((
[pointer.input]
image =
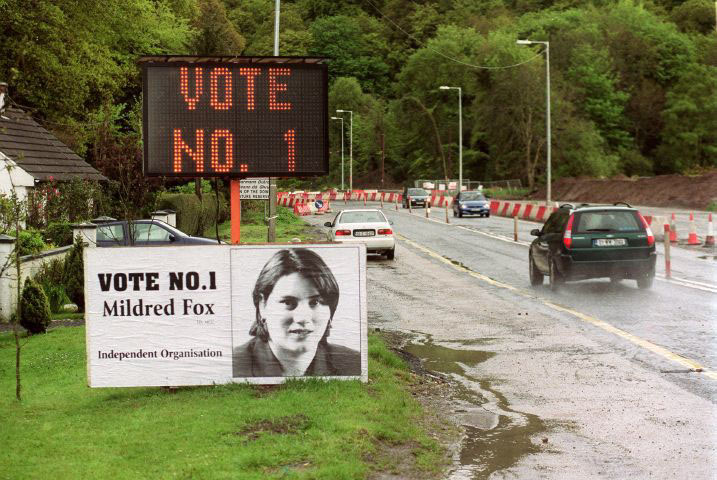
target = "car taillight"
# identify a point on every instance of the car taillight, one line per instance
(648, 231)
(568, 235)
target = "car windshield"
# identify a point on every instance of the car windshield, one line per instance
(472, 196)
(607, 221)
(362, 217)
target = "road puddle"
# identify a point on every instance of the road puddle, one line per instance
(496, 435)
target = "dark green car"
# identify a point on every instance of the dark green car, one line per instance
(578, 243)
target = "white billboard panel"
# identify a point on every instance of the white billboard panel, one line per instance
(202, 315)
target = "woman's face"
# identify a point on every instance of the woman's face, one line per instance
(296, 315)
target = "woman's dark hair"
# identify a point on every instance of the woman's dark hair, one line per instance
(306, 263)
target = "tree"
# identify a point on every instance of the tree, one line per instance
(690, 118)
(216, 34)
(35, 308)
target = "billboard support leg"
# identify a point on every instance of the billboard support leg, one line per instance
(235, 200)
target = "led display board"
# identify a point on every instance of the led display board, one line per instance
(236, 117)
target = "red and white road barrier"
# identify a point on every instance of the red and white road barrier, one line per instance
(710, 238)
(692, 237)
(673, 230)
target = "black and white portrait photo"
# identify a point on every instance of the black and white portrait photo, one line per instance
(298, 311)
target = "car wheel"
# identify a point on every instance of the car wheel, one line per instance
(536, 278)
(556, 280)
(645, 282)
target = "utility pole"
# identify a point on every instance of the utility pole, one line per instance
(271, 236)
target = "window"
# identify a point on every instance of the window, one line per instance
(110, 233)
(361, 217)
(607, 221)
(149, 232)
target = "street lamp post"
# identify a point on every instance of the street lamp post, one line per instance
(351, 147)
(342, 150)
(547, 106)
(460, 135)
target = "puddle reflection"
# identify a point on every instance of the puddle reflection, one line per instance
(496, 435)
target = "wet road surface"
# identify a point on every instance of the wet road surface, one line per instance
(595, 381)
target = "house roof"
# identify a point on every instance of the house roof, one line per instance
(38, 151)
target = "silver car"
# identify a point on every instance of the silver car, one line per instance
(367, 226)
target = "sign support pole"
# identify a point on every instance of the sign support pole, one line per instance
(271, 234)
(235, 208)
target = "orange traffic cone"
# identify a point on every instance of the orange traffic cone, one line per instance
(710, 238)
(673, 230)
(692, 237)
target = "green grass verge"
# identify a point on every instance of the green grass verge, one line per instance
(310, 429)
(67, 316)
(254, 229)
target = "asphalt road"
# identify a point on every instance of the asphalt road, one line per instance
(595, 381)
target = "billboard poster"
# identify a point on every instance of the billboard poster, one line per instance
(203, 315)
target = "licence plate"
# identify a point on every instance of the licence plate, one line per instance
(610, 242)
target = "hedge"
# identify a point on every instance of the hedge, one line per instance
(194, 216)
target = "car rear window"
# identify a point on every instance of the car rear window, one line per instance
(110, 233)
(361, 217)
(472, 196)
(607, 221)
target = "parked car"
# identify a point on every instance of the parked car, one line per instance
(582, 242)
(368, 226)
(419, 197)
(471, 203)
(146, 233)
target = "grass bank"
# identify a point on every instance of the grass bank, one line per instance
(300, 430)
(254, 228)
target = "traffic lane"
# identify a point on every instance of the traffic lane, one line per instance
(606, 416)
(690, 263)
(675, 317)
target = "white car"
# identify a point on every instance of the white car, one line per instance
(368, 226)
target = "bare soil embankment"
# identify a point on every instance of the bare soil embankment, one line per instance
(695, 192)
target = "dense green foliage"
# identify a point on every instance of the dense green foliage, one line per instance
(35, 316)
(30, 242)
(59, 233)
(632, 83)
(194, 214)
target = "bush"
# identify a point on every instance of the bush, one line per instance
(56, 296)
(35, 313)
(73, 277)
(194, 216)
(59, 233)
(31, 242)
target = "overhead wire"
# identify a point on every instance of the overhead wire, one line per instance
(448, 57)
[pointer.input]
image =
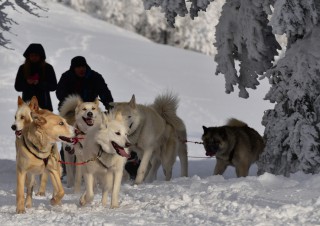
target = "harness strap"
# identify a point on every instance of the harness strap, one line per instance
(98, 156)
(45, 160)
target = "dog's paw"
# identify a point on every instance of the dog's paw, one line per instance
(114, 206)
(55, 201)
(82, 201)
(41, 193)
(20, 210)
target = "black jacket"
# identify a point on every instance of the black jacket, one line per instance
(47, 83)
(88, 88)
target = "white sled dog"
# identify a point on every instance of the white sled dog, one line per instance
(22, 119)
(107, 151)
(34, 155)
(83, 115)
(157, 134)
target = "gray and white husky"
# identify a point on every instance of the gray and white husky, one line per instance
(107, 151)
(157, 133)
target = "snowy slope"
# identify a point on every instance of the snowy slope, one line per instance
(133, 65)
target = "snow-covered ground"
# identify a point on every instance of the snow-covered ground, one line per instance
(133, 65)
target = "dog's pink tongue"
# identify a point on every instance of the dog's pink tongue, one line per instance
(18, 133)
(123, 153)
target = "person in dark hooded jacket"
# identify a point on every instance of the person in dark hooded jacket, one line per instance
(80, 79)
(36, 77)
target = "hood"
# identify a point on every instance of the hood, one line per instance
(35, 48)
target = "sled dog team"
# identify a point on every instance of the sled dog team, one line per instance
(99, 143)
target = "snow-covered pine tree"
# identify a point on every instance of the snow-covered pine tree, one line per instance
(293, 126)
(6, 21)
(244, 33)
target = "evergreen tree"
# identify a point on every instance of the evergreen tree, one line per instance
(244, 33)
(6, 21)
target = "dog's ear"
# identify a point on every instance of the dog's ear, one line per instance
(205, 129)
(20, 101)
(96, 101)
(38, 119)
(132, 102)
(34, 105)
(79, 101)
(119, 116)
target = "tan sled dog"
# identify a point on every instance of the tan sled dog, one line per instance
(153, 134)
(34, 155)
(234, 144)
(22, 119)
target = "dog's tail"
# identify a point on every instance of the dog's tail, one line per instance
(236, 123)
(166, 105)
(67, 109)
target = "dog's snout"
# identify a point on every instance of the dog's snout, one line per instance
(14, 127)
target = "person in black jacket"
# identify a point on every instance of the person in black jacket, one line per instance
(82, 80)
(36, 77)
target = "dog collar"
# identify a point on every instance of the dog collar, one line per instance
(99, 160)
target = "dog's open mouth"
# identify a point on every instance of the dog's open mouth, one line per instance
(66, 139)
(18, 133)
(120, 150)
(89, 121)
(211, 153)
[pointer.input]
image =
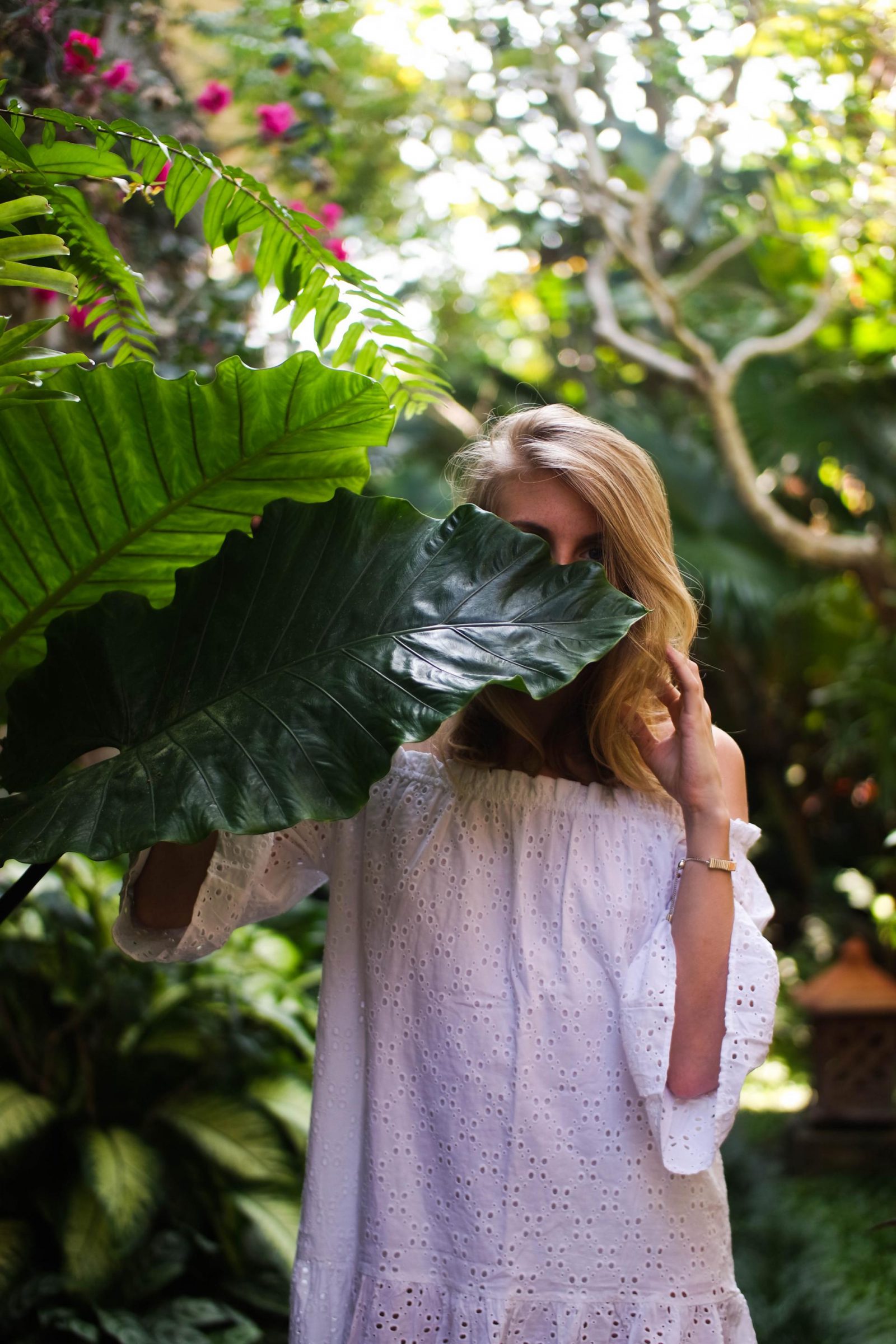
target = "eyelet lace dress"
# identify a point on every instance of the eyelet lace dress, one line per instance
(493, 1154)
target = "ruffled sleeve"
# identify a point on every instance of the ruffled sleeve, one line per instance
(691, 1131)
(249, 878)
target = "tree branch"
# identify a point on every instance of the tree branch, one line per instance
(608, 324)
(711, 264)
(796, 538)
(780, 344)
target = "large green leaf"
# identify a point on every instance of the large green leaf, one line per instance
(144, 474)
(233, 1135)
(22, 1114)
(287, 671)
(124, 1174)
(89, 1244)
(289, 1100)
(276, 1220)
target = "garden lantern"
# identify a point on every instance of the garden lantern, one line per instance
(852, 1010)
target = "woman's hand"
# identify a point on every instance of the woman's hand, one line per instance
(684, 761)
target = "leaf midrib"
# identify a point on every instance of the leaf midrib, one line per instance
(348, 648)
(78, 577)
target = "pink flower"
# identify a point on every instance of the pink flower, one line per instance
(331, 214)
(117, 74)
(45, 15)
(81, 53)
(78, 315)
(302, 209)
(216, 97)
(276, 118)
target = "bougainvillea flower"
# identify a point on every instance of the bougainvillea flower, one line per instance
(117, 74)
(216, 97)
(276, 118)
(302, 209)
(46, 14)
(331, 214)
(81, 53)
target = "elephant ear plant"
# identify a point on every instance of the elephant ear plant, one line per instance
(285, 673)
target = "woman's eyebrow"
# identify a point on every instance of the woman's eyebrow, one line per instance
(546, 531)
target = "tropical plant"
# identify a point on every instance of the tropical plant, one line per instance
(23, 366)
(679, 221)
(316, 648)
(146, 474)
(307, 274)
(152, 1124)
))
(EXERCISE AIM): Find each line in the listing above that contains the word "billboard", and copy those lines out. Case counts.

(COMPLETE OUTPUT):
target = "white billboard panel"
# identify a point on every instance of the white billboard panel, one line per instance
target = "billboard support leg"
# identify a point on every instance of the billboard support leg, one line per instance
target = "billboard poster"
# identify a point on every instance of the billboard poster, one line per instance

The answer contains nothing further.